All records need to be reproduced exactly. Keep every word as it is.

Source records section start

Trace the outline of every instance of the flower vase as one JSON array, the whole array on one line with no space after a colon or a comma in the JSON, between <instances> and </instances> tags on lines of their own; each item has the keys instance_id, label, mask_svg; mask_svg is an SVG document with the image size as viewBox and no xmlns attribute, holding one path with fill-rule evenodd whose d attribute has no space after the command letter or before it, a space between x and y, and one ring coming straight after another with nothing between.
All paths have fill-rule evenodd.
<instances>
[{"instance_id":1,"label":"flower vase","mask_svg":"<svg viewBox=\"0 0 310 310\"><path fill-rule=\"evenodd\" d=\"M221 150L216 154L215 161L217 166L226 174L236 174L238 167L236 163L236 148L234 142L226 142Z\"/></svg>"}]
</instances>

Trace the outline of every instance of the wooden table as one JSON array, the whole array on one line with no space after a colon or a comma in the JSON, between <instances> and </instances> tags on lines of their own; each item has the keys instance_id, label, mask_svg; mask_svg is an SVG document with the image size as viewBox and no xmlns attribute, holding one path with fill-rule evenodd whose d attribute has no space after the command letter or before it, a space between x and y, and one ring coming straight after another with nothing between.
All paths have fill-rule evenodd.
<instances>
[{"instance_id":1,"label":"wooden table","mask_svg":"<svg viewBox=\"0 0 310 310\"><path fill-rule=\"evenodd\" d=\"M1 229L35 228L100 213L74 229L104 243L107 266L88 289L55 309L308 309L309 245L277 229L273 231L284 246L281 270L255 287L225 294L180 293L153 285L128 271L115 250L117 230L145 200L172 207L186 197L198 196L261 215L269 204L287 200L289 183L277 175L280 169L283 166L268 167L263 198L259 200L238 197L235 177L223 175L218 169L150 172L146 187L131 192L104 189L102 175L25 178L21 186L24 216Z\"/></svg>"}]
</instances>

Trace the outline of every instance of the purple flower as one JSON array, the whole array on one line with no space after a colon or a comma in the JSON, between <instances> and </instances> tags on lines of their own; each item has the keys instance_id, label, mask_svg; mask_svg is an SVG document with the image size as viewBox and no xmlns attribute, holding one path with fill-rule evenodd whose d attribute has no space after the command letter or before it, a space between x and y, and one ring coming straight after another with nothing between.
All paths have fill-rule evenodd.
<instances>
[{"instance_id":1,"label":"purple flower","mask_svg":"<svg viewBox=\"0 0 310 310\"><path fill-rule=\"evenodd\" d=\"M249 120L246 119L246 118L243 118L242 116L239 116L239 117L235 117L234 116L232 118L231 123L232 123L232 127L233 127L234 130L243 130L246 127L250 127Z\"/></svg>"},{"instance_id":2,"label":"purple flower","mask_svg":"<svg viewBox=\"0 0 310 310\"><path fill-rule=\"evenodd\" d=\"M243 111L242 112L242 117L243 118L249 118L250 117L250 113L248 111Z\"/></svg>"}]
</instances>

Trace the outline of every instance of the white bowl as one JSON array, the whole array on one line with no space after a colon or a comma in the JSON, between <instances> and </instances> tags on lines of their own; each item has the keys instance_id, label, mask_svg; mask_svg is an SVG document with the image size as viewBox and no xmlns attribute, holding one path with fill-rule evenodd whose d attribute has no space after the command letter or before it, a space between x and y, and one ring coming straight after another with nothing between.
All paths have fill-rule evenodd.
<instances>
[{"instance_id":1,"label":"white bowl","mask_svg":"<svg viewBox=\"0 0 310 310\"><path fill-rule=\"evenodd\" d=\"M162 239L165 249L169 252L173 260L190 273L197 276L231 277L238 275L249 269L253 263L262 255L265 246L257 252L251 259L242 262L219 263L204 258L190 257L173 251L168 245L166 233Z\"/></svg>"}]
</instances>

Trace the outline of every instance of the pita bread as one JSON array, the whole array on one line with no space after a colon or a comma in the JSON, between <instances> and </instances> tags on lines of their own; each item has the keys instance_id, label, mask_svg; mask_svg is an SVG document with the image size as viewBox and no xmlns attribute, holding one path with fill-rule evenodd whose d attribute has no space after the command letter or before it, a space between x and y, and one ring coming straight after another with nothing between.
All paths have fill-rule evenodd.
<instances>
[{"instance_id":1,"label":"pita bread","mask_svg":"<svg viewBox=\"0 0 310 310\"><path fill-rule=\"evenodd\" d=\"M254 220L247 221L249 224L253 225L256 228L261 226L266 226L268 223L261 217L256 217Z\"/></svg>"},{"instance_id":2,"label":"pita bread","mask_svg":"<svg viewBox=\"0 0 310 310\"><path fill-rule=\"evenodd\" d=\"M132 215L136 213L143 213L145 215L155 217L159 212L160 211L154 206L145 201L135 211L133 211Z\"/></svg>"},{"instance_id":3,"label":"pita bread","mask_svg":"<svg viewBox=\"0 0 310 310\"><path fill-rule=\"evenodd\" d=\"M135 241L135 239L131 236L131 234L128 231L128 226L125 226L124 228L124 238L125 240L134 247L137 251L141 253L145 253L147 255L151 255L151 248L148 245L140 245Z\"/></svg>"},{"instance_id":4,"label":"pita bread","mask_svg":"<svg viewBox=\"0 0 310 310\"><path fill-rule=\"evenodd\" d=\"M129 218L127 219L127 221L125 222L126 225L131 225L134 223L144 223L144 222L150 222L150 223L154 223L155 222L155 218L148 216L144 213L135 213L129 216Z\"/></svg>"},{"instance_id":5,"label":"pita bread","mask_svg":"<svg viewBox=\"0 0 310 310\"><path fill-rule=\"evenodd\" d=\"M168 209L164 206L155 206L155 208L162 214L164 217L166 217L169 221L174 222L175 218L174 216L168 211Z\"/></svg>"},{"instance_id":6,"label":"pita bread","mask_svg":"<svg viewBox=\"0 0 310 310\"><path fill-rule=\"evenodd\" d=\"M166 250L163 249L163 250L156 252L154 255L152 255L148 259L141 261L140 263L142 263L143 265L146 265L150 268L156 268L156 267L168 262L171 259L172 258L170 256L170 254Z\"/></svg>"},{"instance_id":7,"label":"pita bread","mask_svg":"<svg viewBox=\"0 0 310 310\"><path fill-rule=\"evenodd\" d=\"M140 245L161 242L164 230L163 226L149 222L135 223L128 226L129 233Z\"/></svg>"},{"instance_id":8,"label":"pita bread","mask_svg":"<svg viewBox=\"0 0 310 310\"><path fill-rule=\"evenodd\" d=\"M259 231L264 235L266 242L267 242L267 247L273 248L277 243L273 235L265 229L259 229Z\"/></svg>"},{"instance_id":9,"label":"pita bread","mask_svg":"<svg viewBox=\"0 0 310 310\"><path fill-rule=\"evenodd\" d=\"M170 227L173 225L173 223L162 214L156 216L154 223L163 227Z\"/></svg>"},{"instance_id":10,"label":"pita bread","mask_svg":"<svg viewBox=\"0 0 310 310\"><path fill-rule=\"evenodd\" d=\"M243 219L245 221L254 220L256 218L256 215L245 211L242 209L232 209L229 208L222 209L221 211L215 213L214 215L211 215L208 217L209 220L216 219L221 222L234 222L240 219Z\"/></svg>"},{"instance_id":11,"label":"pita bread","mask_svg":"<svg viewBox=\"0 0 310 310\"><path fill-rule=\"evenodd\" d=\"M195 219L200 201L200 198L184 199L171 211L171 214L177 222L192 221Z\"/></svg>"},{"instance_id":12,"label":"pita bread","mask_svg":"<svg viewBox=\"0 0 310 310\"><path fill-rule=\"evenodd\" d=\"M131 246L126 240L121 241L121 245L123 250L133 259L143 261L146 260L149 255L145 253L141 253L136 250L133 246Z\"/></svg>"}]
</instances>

Source records section end

> Task solution
Trace the outline of every instance of the flower vase as one JSON array, the whole array on one line with no space after a colon or a comma in the JSON, between <instances> and </instances> tags on lines of their own; each item has the keys instance_id, label, mask_svg; mask_svg is an SVG document with the image size as viewBox and no xmlns attribute, holding one path with fill-rule evenodd whose d attribute has no space after the command letter or before it, a space between x and y, and one ring coming straight after another with nothing between.
All paths have fill-rule evenodd.
<instances>
[{"instance_id":1,"label":"flower vase","mask_svg":"<svg viewBox=\"0 0 310 310\"><path fill-rule=\"evenodd\" d=\"M221 150L216 154L215 161L217 166L226 174L236 174L238 167L236 163L236 148L234 142L226 142Z\"/></svg>"}]
</instances>

Trace the outline of every instance of the wooden table as one JSON array, the whole array on one line with no space after a colon or a comma in the JSON, between <instances> and </instances> tags on lines of their own; each item has the keys instance_id, label, mask_svg; mask_svg is an SVG document with the image size as viewBox and no xmlns attribute, holding one path with fill-rule evenodd whose d attribute has no space after the command letter or before it, a space between x and y, and one ring coming straight after another with nothing between.
All paths have fill-rule evenodd.
<instances>
[{"instance_id":1,"label":"wooden table","mask_svg":"<svg viewBox=\"0 0 310 310\"><path fill-rule=\"evenodd\" d=\"M1 229L35 228L100 213L74 229L104 243L107 266L88 289L55 309L308 309L309 245L277 229L273 231L284 246L281 270L255 287L225 294L180 293L153 285L128 271L115 250L117 230L145 200L172 207L186 197L198 196L261 215L269 204L287 200L289 183L277 175L280 169L283 166L268 167L263 198L259 200L238 197L235 177L223 175L218 169L150 172L146 187L131 192L104 189L102 175L25 178L21 186L24 216Z\"/></svg>"}]
</instances>

Trace the outline of every instance of the purple flower as one JSON array, the whole array on one line with no space after a colon or a comma in the JSON, between <instances> and </instances> tags on lines of their own; each item has the keys instance_id, label, mask_svg; mask_svg is an SVG document with the image size as viewBox and no xmlns attribute, holding one path with fill-rule evenodd whose d attribute has no space after the command letter or before it, a space between x and y, and one ring coming straight after another with nothing between.
All paths have fill-rule evenodd.
<instances>
[{"instance_id":1,"label":"purple flower","mask_svg":"<svg viewBox=\"0 0 310 310\"><path fill-rule=\"evenodd\" d=\"M249 120L246 119L246 118L243 118L242 116L239 116L239 117L235 117L234 116L232 118L231 123L232 123L232 127L233 127L234 130L243 130L246 127L250 127Z\"/></svg>"},{"instance_id":2,"label":"purple flower","mask_svg":"<svg viewBox=\"0 0 310 310\"><path fill-rule=\"evenodd\" d=\"M243 111L242 112L242 117L243 118L249 118L250 117L250 113L248 111Z\"/></svg>"}]
</instances>

Trace the outline of every instance of the white bowl as one JSON array, the whole array on one line with no space after a colon or a comma in the JSON, between <instances> and </instances> tags on lines of their own; each item has the keys instance_id, label, mask_svg; mask_svg is an SVG document with the image size as viewBox and no xmlns attribute, holding one path with fill-rule evenodd whose d attribute has no space after the command letter or before it, a space between x and y, and one ring coming straight after another with nothing between.
All paths have fill-rule evenodd.
<instances>
[{"instance_id":1,"label":"white bowl","mask_svg":"<svg viewBox=\"0 0 310 310\"><path fill-rule=\"evenodd\" d=\"M162 239L165 249L169 252L173 260L190 273L197 276L231 277L238 275L249 269L253 263L262 255L265 246L257 252L251 259L242 262L219 263L204 258L190 257L173 251L168 245L166 233Z\"/></svg>"}]
</instances>

Trace the outline of every instance of the pita bread as one JSON array, the whole array on one line with no space after a colon or a comma in the JSON, between <instances> and </instances> tags on lines of their own; each item has the keys instance_id, label, mask_svg; mask_svg is an SVG document with the image size as viewBox and no xmlns attribute, holding one path with fill-rule evenodd whose d attribute has no space after the command letter or before it, a space between x and y, and one ring coming straight after another with nothing between.
All paths have fill-rule evenodd.
<instances>
[{"instance_id":1,"label":"pita bread","mask_svg":"<svg viewBox=\"0 0 310 310\"><path fill-rule=\"evenodd\" d=\"M254 220L247 221L249 224L253 225L256 228L261 226L266 226L268 223L261 217L256 217Z\"/></svg>"},{"instance_id":2,"label":"pita bread","mask_svg":"<svg viewBox=\"0 0 310 310\"><path fill-rule=\"evenodd\" d=\"M132 215L136 213L143 213L145 215L155 217L159 212L160 211L154 206L145 201L135 211L133 211Z\"/></svg>"},{"instance_id":3,"label":"pita bread","mask_svg":"<svg viewBox=\"0 0 310 310\"><path fill-rule=\"evenodd\" d=\"M135 241L135 239L131 236L131 234L128 231L128 226L125 226L124 228L124 238L125 240L134 247L137 251L141 253L145 253L147 255L151 255L151 248L148 245L140 245Z\"/></svg>"},{"instance_id":4,"label":"pita bread","mask_svg":"<svg viewBox=\"0 0 310 310\"><path fill-rule=\"evenodd\" d=\"M129 218L127 219L127 221L125 222L126 225L131 225L134 223L144 223L144 222L150 222L150 223L154 223L155 222L155 218L148 216L144 213L135 213L129 216Z\"/></svg>"},{"instance_id":5,"label":"pita bread","mask_svg":"<svg viewBox=\"0 0 310 310\"><path fill-rule=\"evenodd\" d=\"M168 209L164 206L155 206L155 208L162 214L164 217L166 217L169 221L174 222L175 218L174 216L168 211Z\"/></svg>"},{"instance_id":6,"label":"pita bread","mask_svg":"<svg viewBox=\"0 0 310 310\"><path fill-rule=\"evenodd\" d=\"M166 250L163 249L163 250L156 252L154 255L152 255L148 259L141 261L140 263L142 263L143 265L146 265L150 268L156 268L156 267L168 262L171 259L172 258L170 256L170 254Z\"/></svg>"},{"instance_id":7,"label":"pita bread","mask_svg":"<svg viewBox=\"0 0 310 310\"><path fill-rule=\"evenodd\" d=\"M140 245L161 242L164 230L163 226L149 222L135 223L128 226L129 233Z\"/></svg>"},{"instance_id":8,"label":"pita bread","mask_svg":"<svg viewBox=\"0 0 310 310\"><path fill-rule=\"evenodd\" d=\"M259 231L264 235L266 242L267 242L267 247L273 248L277 243L273 235L265 229L259 229Z\"/></svg>"},{"instance_id":9,"label":"pita bread","mask_svg":"<svg viewBox=\"0 0 310 310\"><path fill-rule=\"evenodd\" d=\"M170 227L173 225L173 223L162 214L156 216L154 223L163 227Z\"/></svg>"},{"instance_id":10,"label":"pita bread","mask_svg":"<svg viewBox=\"0 0 310 310\"><path fill-rule=\"evenodd\" d=\"M243 219L245 221L254 220L256 218L256 215L245 211L242 209L232 209L229 208L222 209L221 211L215 213L214 215L211 215L208 217L209 220L216 219L221 222L234 222L240 219Z\"/></svg>"},{"instance_id":11,"label":"pita bread","mask_svg":"<svg viewBox=\"0 0 310 310\"><path fill-rule=\"evenodd\" d=\"M195 219L200 201L200 198L184 199L171 211L171 214L177 222L192 221Z\"/></svg>"},{"instance_id":12,"label":"pita bread","mask_svg":"<svg viewBox=\"0 0 310 310\"><path fill-rule=\"evenodd\" d=\"M131 246L126 240L121 241L121 245L123 250L133 259L143 261L146 260L149 255L145 253L141 253L136 250L133 246Z\"/></svg>"}]
</instances>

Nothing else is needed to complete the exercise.